**** EXERCISE INPUT ****
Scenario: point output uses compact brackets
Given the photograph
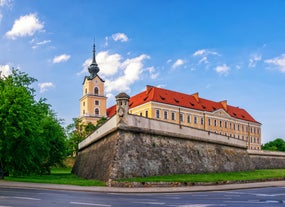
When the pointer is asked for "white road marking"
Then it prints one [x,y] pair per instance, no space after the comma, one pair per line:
[28,198]
[90,204]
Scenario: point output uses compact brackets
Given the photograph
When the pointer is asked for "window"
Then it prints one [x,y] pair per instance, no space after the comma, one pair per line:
[195,119]
[188,118]
[181,117]
[96,112]
[96,91]
[157,113]
[173,116]
[165,115]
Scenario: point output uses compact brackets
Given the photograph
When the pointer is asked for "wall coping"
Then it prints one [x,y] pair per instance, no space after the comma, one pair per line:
[152,126]
[266,153]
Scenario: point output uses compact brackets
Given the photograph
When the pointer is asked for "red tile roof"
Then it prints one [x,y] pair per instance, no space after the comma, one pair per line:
[165,96]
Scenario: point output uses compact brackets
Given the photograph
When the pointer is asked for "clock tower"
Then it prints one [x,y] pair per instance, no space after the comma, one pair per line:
[93,100]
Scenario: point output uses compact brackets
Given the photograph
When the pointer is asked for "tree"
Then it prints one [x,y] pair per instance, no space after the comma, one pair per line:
****
Rewrite all of the lines above, requests included, and multiply every coordinate in the answers by 2.6, rounding each result to a whole number with halves rounded up. Leave the pictures out.

Scenario: point output uses compact brackets
Given the photograph
When the pointer is asked for "white road marking"
Then it prints one [x,y] pair per instance, no space after the comma, one pair per line:
[73,515]
[234,530]
Scenario: point output uses compact brackets
Given the photograph
When the pointer is asked for "window"
Then it prints one [x,y] pair per instance, no space after the comma, one pair per line:
[507,309]
[489,307]
[471,304]
[250,291]
[250,237]
[408,294]
[450,302]
[429,299]
Scenario: point output uses compact brackets
Given the photograph
When the pointer is asked for "wall coping"
Then it prints one [x,y] pair per instance, no space after the comma, one pair per line:
[395,328]
[692,398]
Scenario: point output uses compact brackets
Given the photograph
When the pointer is asked for "red tile roof"
Then it prints one [x,y] pair per instance, no space after the comma, one pair per line:
[429,250]
Scenario: point output uses compact brackets
Given the photograph
When the pointer is asked for "clock tower"
Then it prints one [x,y] pair per instance, no space after the comma, one pair per line:
[242,260]
Scenario: point output uses compact brackets
Given the photograph
When the pointer is asked for "tree"
Then it prints one [x,y] pair per instance, no space after the comma, one pair per line:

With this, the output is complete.